Update the records starting at the beginning and ending at the line containing "Mark the region of every instance of the red": change every "hair ornament" to "hair clip" and keep everything else unchanged. Omit the pictures from your answer.

————

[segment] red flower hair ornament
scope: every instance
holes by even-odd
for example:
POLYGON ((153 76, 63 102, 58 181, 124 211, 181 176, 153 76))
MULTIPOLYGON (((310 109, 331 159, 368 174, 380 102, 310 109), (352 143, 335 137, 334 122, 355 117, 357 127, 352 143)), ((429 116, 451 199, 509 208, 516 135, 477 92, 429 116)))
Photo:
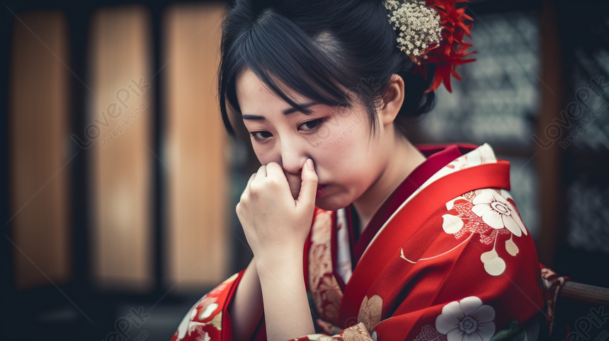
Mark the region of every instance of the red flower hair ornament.
POLYGON ((457 65, 475 62, 462 59, 465 56, 477 53, 467 52, 472 44, 463 41, 463 35, 469 38, 472 23, 465 21, 474 20, 465 14, 465 7, 455 8, 457 2, 468 0, 406 0, 400 4, 396 0, 387 0, 385 6, 388 10, 389 22, 399 32, 397 47, 404 51, 416 63, 414 72, 427 79, 427 64, 436 64, 433 83, 425 92, 435 91, 441 83, 449 93, 450 76, 457 81, 461 76, 457 73, 457 65))

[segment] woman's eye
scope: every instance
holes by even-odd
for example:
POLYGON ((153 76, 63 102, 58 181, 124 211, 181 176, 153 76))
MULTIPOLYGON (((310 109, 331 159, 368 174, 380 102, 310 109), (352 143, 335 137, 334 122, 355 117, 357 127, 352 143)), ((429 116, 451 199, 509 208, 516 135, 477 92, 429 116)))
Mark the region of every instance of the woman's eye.
POLYGON ((271 137, 271 136, 273 136, 273 134, 271 134, 270 132, 251 132, 251 133, 250 133, 250 135, 251 135, 252 137, 254 137, 254 139, 256 139, 256 140, 258 140, 258 141, 264 141, 264 140, 265 140, 265 139, 266 139, 267 138, 271 137), (258 135, 258 134, 259 134, 260 135, 258 135), (270 135, 270 136, 267 136, 267 137, 261 137, 261 135, 263 135, 263 134, 268 134, 268 135, 270 135))
MULTIPOLYGON (((325 118, 312 120, 310 121, 307 121, 301 124, 300 127, 304 127, 304 131, 312 132, 315 130, 318 127, 319 127, 319 125, 321 125, 321 122, 324 122, 325 120, 325 118)), ((254 139, 256 139, 256 141, 264 141, 265 140, 273 136, 273 134, 268 132, 251 132, 249 133, 249 134, 251 135, 254 139)))
MULTIPOLYGON (((311 121, 307 121, 304 123, 300 125, 301 126, 305 126, 308 128, 309 131, 314 130, 315 128, 319 126, 325 118, 319 118, 318 120, 312 120, 311 121)), ((305 129, 306 130, 306 129, 305 129)))

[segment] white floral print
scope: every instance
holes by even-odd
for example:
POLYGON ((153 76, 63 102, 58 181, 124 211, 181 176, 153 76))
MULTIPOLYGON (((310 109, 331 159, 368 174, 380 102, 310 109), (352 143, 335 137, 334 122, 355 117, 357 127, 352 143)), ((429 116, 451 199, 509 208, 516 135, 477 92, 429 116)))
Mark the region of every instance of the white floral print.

————

Response »
[segment] red flower hair clip
scope: every instance
holes by even-odd
for example:
POLYGON ((153 76, 63 102, 58 181, 124 211, 181 176, 153 76))
MULTIPOLYGON (((310 109, 331 159, 368 174, 380 102, 310 109), (352 143, 335 137, 334 122, 355 117, 357 127, 352 143)), ((429 116, 451 199, 509 208, 516 135, 477 92, 429 116)))
Photo:
Mark the region of every instance of the red flower hair clip.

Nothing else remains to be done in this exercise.